----- Excerpt provided -----

Division of Radiology and Nuclear Medicine, Oslo University Hospital, Oslo, Norway

Author Of 2 Presentations

Imaging Poster Presentation

P0578 - Five years functional connectivity reorganization without clinical or cognitive decline in MS (ID 755)

Speakers
Presentation Number
P0578
Presentation Topic
Imaging

Abstract

Background

Multiple sclerosis (MS) is a disease characterized radiologically by the accumulation of lesions in grey and white matter over time throughout the CNS. Accumulating evidence has demonstrated abnormal patterns of brain functional connectivity (FC) in MS patients as compared to healthy controls (HCs). A longitudinal approach that accounts for all alterations in FC following structural damage in MS is warranted to better understand the complex interplay between disease progression and FC reorganization.

Objectives

1) To assess fMRI-based FC anomalies in early MS 2) To determine the relation between FC changes and structural brain damage due to disease progression 3) To study the association between FC changes and cognitive and physical disability.

Methods

Structural MRI and resting-state fMRI were acquired from 76 early relapsing-remitting MS patients at baseline (average disease duration 71.7 months ± 63) and after five years. Ninety-four HCs matched for age and sex were included at baseline. Independent component analysis (ICA) and network modelling were used to measure FC. FC variation was related to expanded disability status scale, timed 25-foot walk test, 9 hole peg test and neuropsychological outcomes. Brain and lesion volumes were quantified using standard methods. We used the 25 independent components obtained from ICA to estimate the longitudinal stability of the brain functional connectome as a proxy for functional reorganization over time. We computed the stability of the brain functional connectome for each MS patient by vectorizing each participant’s whole-brain connectivity matrix. Then, we calculated the within subjects Spearman correlation coefficient between fMRI at baseline and follow-up, obtaining a measure of whole-brain connectome stability that is sensitive to all changes in FC in the follow-up period.

-----

*What is required:* Do these statements agree with the abstract on functional connectivity in MS? For each, answer yes or no and quote the words of the abstract that decide it. 1. The healthy controls at baseline were matched to the patients for age and sex. 2. Thirty independent components from ICA were used to estimate connectome stability. 3. A Pearson correlation between baseline and follow-up fMRI gave the measure of whole-brain connectome stability.

----- Stored data -----

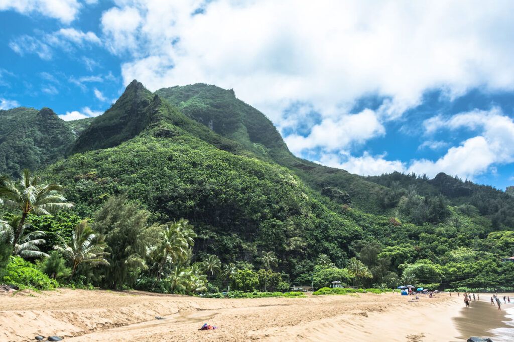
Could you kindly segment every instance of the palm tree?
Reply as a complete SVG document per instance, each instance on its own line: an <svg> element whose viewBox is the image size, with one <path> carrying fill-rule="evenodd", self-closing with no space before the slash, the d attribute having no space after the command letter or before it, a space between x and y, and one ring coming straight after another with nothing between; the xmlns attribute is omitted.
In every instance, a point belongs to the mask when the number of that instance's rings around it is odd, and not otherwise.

-----

*Result of the task:*
1. Yes: "Ninety-four HCs matched for age and sex were included at baseline."
2. No: "We used the 25 independent components obtained from ICA to estimate the longitudinal stability of the brain functional connectome"
3. No: "we calculated the within subjects Spearman correlation coefficient between fMRI at baseline and follow-up"